-------- Text section
Personal development
Method of study
Memorization exercise
For advanced students


Overview - the battle of the Jews

Those who have read the preceding commentaries beginning Bereshit, which were all based on Shnei Luhot Haberit by the Shla already know the structure of the Torah:
--- Bereshit (the creation, the divine plan, partial failure, reconstruction by one man - Avraham, then by a family who take on the divine mission: this will be the mission of the Jewish people).
--- Shemot (in order to accomplish this mission, the people descend into Egypt where they absorb the best of cultures and the worst, then leave to go to Jerusalem; again there is partial failure, as only a part of the people leave for Jerusalem and only a small part of the Egyptians, but they all receive Hashem's protection and the light of the Torah; they commit themselves to it for all generations and set out to live by it in the land of Israel).
--- Vayikra (in order to bring the functioning of the world into kedusha - holiness - which should be its normal state, the people are given a social organization with the cohanim, leviim and Israel, the Temple the rites of prayer, sacrifices, festival, etc. ).
--- Bemidbar (the people learn how to live within this organization and how to advance: they lament and we learn from their errors; we also learn from those who remain faithful -- Moshe, Yehoshua, Caleb and all the women who are the real strength of the people and were so from Egypt to the Jordan).
--- Devarim (the whole Torah is recounted, with the emphasis this time on the individual, for reality lies with the individual, not with theories, ideologies, or birthrights but with true devotion put into daily practice and the point of retelling the story is to ensure that each individual understands it and hearkens to it. The preceding parasha Shoftim, gave us the necessary intellectual and social tools, but this is not enough; now we must act: this is the meaning of this parasha).

Right away, the parasha tells us that we must act, and go to war in order to carry out the mission that was fulfilled by all generations - to release the sparks (nitzovot) that are imprisoned in darkness and in shells (klipot) and which are preventing fulfillment and bring them back to life.
But this must be done according to the rules of the Torah: we have seen wars recently (Iraq, Yugoslavia, where intentions were good but because those on the side of morality lacked clear judgment, as many of the victims were killed as aggressors. This is where the Torah gives us an alternative. The wars may be similar but the manner of waging them is different, unlike the slogan: "all wars are dirty, and all of them end with pop songs, until the next dirty war." The Torah is realistic: life is a war (ki thetze la milhama, when thou goest forth to war).

What war?
This parasha transmits to us mitzvot 532-605: 74 mitzvot to be heard, studied and applied, it's a lot!
----------------
-------- Provided information
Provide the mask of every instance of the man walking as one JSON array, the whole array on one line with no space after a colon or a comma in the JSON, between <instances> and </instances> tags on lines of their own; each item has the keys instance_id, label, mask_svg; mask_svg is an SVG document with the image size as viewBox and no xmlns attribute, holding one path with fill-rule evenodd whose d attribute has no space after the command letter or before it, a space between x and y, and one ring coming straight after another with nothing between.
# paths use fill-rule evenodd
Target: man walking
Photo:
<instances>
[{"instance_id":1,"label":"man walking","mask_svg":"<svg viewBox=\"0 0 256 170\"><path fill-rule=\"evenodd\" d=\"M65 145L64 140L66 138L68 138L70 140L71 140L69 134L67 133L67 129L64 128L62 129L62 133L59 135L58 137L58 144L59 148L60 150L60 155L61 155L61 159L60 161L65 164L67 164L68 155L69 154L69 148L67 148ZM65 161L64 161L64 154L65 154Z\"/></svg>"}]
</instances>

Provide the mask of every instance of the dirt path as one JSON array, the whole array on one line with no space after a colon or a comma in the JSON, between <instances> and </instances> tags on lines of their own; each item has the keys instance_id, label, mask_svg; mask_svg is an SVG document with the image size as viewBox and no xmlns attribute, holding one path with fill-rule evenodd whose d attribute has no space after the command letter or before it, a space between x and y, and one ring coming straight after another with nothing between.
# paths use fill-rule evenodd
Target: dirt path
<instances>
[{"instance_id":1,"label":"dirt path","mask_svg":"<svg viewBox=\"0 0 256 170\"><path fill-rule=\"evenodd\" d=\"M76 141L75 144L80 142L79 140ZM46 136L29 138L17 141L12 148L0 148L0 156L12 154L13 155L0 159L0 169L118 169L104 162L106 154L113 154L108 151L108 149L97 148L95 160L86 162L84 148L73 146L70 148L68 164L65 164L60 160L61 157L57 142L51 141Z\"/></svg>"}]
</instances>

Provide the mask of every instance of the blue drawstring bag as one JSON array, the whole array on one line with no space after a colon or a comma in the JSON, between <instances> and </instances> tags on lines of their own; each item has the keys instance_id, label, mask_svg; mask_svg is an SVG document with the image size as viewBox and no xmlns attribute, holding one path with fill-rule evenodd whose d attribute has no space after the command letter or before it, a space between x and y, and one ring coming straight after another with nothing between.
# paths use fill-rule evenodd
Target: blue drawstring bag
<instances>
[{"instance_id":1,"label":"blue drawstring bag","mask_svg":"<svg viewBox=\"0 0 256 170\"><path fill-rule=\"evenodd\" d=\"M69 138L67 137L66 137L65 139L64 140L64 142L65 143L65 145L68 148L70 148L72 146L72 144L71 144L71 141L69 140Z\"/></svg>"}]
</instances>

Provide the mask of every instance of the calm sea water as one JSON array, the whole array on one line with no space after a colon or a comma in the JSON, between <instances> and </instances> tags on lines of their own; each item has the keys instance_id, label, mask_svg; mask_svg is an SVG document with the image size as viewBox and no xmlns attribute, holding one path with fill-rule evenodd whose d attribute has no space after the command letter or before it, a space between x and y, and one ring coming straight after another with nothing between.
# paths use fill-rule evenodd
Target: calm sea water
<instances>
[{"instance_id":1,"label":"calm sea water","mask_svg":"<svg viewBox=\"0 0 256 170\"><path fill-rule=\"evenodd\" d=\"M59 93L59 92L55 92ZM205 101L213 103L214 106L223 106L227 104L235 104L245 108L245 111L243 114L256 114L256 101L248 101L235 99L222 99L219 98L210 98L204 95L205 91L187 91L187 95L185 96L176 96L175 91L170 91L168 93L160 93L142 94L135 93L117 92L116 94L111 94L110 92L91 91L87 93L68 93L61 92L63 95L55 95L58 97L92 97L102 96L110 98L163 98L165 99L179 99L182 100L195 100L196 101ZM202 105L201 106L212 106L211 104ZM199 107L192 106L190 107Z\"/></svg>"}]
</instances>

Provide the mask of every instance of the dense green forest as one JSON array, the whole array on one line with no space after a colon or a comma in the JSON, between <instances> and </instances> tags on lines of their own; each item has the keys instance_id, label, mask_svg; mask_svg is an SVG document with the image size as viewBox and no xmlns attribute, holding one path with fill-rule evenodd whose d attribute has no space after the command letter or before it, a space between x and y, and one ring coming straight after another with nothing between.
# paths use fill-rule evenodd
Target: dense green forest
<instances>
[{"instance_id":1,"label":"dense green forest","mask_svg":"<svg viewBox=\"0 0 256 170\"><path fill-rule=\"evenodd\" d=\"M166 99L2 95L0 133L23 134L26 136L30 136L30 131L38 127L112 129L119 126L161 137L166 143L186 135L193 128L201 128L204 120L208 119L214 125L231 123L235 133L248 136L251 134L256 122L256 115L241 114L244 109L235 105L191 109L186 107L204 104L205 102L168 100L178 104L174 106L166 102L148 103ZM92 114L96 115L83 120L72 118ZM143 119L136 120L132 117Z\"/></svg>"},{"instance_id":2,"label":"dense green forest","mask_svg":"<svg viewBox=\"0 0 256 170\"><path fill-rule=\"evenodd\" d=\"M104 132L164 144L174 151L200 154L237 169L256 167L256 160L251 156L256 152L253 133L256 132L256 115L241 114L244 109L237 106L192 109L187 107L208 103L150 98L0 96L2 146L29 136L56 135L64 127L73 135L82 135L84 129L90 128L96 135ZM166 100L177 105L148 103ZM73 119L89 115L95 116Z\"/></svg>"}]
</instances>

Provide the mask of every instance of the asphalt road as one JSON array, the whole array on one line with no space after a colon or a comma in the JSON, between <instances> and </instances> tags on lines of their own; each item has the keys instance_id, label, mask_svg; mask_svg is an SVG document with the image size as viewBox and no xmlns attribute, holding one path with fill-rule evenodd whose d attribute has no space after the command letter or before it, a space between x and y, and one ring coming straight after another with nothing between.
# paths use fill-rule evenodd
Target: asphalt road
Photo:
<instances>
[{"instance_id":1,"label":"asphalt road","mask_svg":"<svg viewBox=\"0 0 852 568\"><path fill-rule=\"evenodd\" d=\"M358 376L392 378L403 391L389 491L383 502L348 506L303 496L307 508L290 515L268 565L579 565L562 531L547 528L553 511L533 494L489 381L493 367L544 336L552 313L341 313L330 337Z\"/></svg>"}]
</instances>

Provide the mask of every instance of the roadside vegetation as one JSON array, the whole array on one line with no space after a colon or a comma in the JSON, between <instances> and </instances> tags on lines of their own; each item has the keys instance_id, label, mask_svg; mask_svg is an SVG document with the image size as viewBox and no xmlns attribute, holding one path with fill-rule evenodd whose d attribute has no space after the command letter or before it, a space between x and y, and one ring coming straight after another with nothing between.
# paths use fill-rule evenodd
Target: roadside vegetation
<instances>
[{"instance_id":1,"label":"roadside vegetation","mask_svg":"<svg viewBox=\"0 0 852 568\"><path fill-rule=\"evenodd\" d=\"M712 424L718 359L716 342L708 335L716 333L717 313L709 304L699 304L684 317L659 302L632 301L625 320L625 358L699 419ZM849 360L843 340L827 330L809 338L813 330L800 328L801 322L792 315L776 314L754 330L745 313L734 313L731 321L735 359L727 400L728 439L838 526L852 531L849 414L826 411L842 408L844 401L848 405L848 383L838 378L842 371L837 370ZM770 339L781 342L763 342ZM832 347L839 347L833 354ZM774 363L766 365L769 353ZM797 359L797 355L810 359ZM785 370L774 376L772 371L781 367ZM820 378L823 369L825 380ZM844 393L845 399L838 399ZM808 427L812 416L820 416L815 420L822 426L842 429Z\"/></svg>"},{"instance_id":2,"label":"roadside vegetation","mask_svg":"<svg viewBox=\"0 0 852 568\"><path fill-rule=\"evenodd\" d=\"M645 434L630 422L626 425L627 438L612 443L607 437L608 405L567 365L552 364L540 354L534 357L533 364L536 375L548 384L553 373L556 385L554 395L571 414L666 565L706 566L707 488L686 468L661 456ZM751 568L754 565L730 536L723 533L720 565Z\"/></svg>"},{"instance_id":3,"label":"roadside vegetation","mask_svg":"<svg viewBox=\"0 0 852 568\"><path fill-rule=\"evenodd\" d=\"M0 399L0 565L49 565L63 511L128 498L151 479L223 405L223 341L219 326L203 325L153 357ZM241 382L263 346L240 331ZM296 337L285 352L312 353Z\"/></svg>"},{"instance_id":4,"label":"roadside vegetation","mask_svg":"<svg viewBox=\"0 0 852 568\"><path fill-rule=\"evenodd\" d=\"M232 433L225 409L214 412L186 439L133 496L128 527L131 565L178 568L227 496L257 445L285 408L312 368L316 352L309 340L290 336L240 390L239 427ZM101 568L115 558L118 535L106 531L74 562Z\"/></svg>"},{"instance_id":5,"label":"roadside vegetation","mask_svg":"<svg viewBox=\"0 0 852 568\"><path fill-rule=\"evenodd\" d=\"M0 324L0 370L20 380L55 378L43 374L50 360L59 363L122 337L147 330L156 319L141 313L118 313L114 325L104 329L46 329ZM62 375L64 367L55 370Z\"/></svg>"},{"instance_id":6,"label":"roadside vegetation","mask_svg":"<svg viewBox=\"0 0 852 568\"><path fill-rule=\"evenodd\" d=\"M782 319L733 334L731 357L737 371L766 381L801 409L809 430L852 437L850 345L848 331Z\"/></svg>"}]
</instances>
----------------
▶ Your tasks:
- A) In the commentary, rewrite the paragraph beginning "Right away, the parasha tells us" more briefly while keeping its main facts.
- B) Translate this sentence from the commentary into Spanish: "The Torah is realistic: life is a war (ki thetze la milhama, when thou goest forth to war)."
- C) Give the commentary again starting at "--- Bemidbar (the" and ending at "to the Jordan).", substituting "Moses" for "Moshe".
The items are not needed for any of this.

▶ Answers below:
- A) The parasha at once says we must act and go to war to carry out the mission fulfilled by all generations. That mission is to release the sparks (nitzovot) imprisoned in darkness and in shells (klipot), which prevent fulfillment, and bring them back to life.

- B) La Torá es realista: la vida es una guerra (ki thetze la milhama, cuando salgas a la guerra).

- C)
--- Bemidbar (the people learn how to live within this organization and how to advance: they lament and we learn from their errors; we also learn from those who remain faithful -- Moses, Yehoshua, Caleb and all the women who are the real strength of the people and were so from Egypt to the Jordan).